Parts of the exercise:
1. Answer these questions from the rally article:
(a) What effect does the culture aspect aim to move away from, according to Lockwood?
(b) What kind of conference does Lockwood think Southern needs?
(c) Which two SCSU Speaks members agreed with Wyler about the rally?
2. Print everything in the rally article from "This was part" down to "rally went well.".
3. Write what comes next in the rally article, starting after its final sentence.

Text excerpt:
The culture aspect, Lockwood said, is about moving away from the “bystander effect,” where people think it is not their responsibility to report or speak up when it comes to assault and abuse.

Lockwood went on to say that there is recent research that shows not just the survivors of sexual misconduct but also the community as a whole feels an “institutional betrayal,” and that they feel that the system has failed to safeguard them and protect their human rights.

This was part of the reason she spoke at the rally, as a person, not as a faculty member, Lockwood said, just as an individual in the community.

“I think it’s really important for us to speak out as individuals against injustice, to mute that sense of institutional betrayal,” she said. “The institution at this root, it’s a collection of people, so person to person, we can do a lot to reconnect.”

The brave Wendy Wyler speaking at the rally last Tuesday.
The brave Wendy Wyler speaking at the rally last Tuesday.

Lockwood said she thinks Southern needs to have a university-wide zero tolerance conference.

Wyler said she felt the rally went well.

“It was a really great turnout,” she said. “We had a lot of supporters there.”

Fellow SCSU Speaks members Madison Breuer and Amanda Proscino agreed with that sentiment.

“To see that turnout was very exciting,” Breuer said, “and to see that people do care about this and people do want to get involved was also exciting.”

Data shown:
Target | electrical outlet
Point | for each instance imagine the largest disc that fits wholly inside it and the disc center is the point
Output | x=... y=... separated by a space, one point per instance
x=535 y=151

Expected responses:
1.
(a) The "bystander effect."
(b) A university-wide zero tolerance conference.
(c) Madison Breuer and Amanda Proscino.

2.
This was part of the reason she spoke at the rally, as a person, not as a faculty member, Lockwood said, just as an individual in the community.

“I think it’s really important for us to speak out as individuals against injustice, to mute that sense of institutional betrayal,” she said. “The institution at this root, it’s a collection of people, so person to person, we can do a lot to reconnect.”

The brave Wendy Wyler speaking at the rally last Tuesday.
The brave Wendy Wyler speaking at the rally last Tuesday.

Lockwood said she thinks Southern needs to have a university-wide zero tolerance conference.

Wyler said she felt the rally went well.

3.
Breuer said she and Proscino got involved in the case and started looking into the university sexual harassment policy as well as Title IX and what they could do to expand on these.

“We know this isn’t an isolated case, we know this is happening across this university, and across the nation,” Breuer said. “So we’re trying to understand what our protection is as students and what we can do to expand that.”

Wyler said that the SCSU Speaks has a set of current goals.

“Our main goal right now is to have the professor removed from the campus,” she said. “And also to have the school be held accountable, because even though he was found to have violated their policies, they are denying it.”

Many members of the Southern Community reached out to Wyler, Breuer and Proscino after the rally last week, Wyler said.

“We have had a ton of students reach out to us,” she said, “and they mention similar things happening to them. Where the university tells them to go away, pretty much, and that they cannot speak out about this. This is extremely abusive, because we have the right to speak out, and we have the right to get help from people.”

Wyler said that SCSU Speaks holds meetings at which they discuss different issues pertaining to harassment and assault culture.

“We have meetings where we address these kinds of issues,” Wyler said, “institutions sort of suppressing any sort of complaints and working on what we can do to change that. And change that at this university, because it really needs to be changed.”

Wyler said that at the meetings they will discuss Title IX as well.

The rally took place in front of Earl Hall, right in front of Dr. Chevan's office
The rally took place in front of Earl Hall, right in front of Dr. Chevan’s office

SCSU Speaks was invited by Angela Rose, founder of Promoting Awareness, Victim Awareness or PAVE, and Laura Dunn, the founder of ServJustice Now to a Title IX conference at Georgetown University Law Center, Wyler said.

“Maybe we can bring what we learn there back to the campus,” she said.

In addition to the student group SCSU Speaks, Breuer said she is attempting to start an on-campus group through the Women’s Center that will also fight harassment and assault on the campus. This group is meeting Sept. 18 at 1:00 p.m. in the Women’s Center.